#### Extracted text

Scientific classification
- Kingdom: Animalia
- Phylum: Chordata
- Class: Actinopterygii
- Order: Acanthuriformes
- Family: Nemipteridae
- Genus: Nemipterus
- Species: N. bipunctatus
- Binomial name: Nemipterus bipunctatus (Valenciennes, 1830)
- Synonyms: Dentex bipunctatus Valenciennes, 1830 ; Synagris bleekeri Day, 1875 ; Nemipterus bleekeri (Day, 1875) ; Nemipterus mulloides J. L. B. Smith, 1939 ; Nemipterus delagoae J. L. B. Smith, 1941 ;

= Nemipterus bipunctatus =

- Authority: (Valenciennes, 1830)
- Conservation status: LC

Species of fish

Nemipterus bipunctatus, the Delagoa threadfin bream, Bleeker's threadfin bream or butterfly bream, is a species of marine ray-finned fish belonging to the family Nemipteridae, the threadfin and whiptail breams. This demersal fish is found over soft bottoms in the Indian Ocean.

########

(Work to complete)
a) According to the Nemipterus bipunctatus entry, what kind of seabed is this fish found over, and in which ocean?
b) Decide whether each statement agrees with the Nemipterus bipunctatus entry, and quote the words that settle it: (i) The species is placed in the order Acanthuriformes. (ii) Its conservation status is given as Endangered. (iii) Nemipterus mulloides is listed among its synonyms.
c) Carry on with the Nemipterus bipunctatus entry, starting after its final sentence.

#### Records supplied

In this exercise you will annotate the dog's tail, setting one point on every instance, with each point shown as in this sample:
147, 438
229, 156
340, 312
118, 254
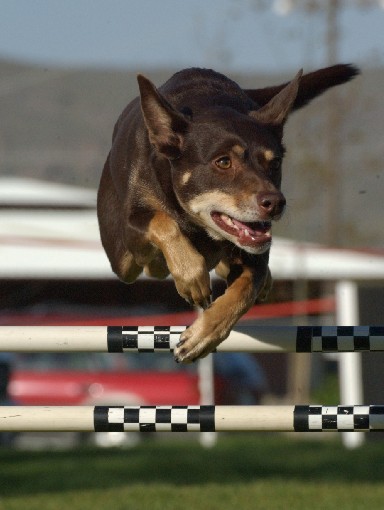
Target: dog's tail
311, 85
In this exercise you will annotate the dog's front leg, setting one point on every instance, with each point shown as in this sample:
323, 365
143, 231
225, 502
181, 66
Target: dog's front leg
216, 322
184, 262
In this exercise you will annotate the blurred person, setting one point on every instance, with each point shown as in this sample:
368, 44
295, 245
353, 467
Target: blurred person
241, 379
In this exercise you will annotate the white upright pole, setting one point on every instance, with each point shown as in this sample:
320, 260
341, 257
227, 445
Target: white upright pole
350, 365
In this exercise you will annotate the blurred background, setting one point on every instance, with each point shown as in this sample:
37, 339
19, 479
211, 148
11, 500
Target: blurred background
67, 69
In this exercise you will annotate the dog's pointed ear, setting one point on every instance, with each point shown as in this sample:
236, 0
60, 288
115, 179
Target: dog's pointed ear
166, 126
276, 111
311, 85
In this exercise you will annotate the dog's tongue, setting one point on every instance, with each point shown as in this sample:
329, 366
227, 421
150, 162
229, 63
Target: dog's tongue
248, 233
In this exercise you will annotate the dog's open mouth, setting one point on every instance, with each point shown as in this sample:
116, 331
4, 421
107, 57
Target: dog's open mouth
252, 234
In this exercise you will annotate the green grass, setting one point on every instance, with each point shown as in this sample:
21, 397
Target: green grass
244, 472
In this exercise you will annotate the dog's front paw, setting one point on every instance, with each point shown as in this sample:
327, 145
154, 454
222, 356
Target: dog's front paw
197, 341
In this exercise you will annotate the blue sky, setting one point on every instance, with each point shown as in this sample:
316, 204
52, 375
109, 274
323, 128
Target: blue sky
142, 34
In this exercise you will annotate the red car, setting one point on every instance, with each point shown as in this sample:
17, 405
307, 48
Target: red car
102, 379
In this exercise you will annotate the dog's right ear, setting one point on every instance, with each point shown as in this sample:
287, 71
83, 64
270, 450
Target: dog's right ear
166, 126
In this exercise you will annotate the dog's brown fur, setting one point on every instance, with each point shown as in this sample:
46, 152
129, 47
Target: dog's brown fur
192, 183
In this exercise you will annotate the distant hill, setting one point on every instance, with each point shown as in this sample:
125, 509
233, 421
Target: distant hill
56, 124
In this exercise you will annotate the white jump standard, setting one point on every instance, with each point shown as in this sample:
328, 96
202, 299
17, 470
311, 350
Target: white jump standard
299, 418
164, 338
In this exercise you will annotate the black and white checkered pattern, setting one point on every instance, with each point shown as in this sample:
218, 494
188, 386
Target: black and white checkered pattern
339, 338
143, 338
338, 418
154, 419
308, 338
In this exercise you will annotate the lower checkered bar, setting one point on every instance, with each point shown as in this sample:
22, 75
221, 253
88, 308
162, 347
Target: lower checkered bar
300, 418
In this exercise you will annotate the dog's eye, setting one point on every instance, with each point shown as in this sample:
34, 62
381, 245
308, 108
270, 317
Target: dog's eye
275, 164
223, 163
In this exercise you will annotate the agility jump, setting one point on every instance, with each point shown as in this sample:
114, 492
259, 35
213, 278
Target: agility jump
299, 418
151, 339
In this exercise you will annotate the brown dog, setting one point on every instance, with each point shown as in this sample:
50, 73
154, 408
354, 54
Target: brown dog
192, 183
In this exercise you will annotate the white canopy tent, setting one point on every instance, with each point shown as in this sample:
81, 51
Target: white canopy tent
64, 243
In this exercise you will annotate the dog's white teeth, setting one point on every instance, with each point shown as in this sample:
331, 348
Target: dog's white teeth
227, 220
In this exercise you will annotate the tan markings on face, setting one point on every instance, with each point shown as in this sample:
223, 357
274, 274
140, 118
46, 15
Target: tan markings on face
185, 178
238, 150
269, 155
205, 201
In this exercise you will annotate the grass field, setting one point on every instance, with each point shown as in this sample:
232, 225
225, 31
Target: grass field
244, 472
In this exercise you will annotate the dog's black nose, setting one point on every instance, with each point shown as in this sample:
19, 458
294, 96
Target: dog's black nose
272, 204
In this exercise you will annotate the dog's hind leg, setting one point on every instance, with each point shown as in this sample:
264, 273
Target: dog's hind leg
157, 267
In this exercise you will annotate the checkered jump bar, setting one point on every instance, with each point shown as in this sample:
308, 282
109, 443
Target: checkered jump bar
164, 338
300, 418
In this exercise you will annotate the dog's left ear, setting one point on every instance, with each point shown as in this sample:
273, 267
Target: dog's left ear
276, 111
166, 126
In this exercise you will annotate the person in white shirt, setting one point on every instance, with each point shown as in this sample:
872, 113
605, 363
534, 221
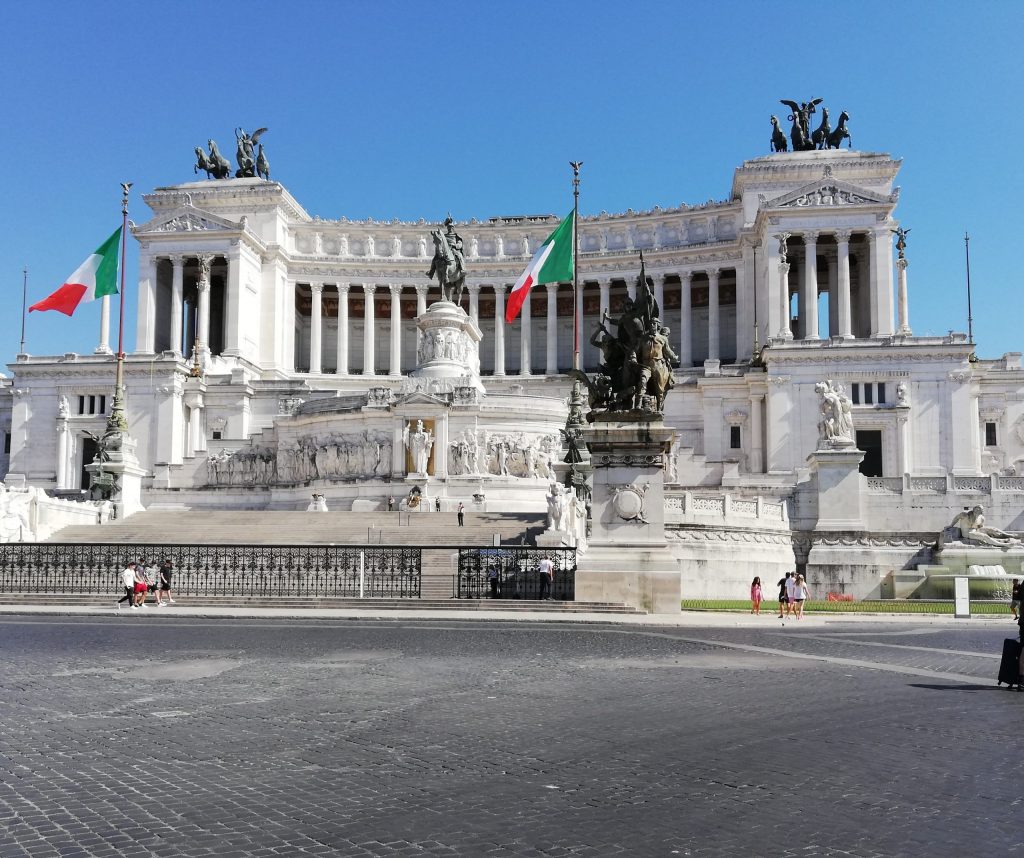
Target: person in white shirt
128, 580
547, 570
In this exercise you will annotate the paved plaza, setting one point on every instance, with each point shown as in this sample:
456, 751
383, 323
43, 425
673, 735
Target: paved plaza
177, 736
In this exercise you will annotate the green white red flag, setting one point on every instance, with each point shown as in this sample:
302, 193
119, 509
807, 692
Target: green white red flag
551, 263
93, 279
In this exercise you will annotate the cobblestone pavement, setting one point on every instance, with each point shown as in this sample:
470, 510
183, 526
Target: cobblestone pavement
120, 736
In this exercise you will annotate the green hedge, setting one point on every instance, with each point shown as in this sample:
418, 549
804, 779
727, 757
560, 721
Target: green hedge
867, 606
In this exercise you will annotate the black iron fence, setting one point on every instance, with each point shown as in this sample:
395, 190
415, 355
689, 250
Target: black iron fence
341, 571
513, 572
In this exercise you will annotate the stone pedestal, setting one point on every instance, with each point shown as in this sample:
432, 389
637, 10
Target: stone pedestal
449, 345
837, 475
123, 466
628, 559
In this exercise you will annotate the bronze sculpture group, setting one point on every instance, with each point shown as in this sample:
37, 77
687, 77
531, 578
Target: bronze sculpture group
803, 138
636, 371
249, 155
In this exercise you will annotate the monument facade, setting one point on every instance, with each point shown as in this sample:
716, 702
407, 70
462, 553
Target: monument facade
279, 352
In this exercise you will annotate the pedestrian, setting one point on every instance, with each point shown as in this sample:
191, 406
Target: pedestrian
783, 595
547, 570
494, 576
141, 584
128, 581
756, 596
166, 570
800, 594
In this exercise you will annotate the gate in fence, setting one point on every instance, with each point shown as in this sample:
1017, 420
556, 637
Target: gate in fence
340, 571
515, 570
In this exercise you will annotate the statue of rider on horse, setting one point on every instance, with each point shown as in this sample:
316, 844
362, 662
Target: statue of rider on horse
449, 264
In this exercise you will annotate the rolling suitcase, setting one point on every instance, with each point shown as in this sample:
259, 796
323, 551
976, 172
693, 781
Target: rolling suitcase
1010, 665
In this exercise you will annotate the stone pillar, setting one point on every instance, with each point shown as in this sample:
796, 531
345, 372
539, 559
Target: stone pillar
394, 368
783, 292
342, 346
882, 282
524, 340
714, 326
146, 313
62, 444
316, 329
845, 315
369, 368
904, 320
756, 440
552, 366
177, 299
421, 308
104, 328
203, 311
499, 329
685, 319
810, 319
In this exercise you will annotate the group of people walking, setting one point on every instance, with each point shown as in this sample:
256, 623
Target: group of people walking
793, 593
139, 581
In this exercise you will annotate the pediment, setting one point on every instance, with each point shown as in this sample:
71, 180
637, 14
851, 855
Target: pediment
187, 219
827, 192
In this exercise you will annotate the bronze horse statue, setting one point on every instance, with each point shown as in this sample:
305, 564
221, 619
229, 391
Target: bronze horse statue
841, 133
444, 265
777, 137
215, 165
820, 136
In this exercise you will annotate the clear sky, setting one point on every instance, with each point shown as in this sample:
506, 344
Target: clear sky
411, 110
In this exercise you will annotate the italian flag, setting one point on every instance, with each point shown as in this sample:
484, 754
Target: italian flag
93, 279
551, 263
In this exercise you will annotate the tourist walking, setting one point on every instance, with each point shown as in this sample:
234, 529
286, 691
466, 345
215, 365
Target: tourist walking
756, 596
128, 582
783, 595
141, 584
547, 573
164, 583
800, 594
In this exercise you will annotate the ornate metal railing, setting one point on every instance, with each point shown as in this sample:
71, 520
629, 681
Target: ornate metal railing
516, 570
311, 571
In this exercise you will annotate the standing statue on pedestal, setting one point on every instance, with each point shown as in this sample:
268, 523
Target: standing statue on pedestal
836, 426
419, 443
449, 263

########

(Set of answers)
a) Soft bottoms in the Indian Ocean.

b)
(i) Yes: "Order: Acanthuriformes"
(ii) No: "Conservation status: LC"
(iii) Yes: "Nemipterus mulloides J. L. B. Smith, 1939"

c)
==Taxonomy==
Nemipterus bipunctatus was first formally described as Dentex bipunctatus in 1830 by the French zoologist Achille Valenciennes with its type locality given as Jeddah in Saudi Arabia. The 5th edition of Fishes of the World classifies Nemipterus within the family Nemipteridae which it places in the order Spariformes.

==Etymology==
Nemipterus bipunctatus has the specific name bipunctatus which means "two spotted". This is a reference to the two series of blue dots Valenciennes described along the lateral line.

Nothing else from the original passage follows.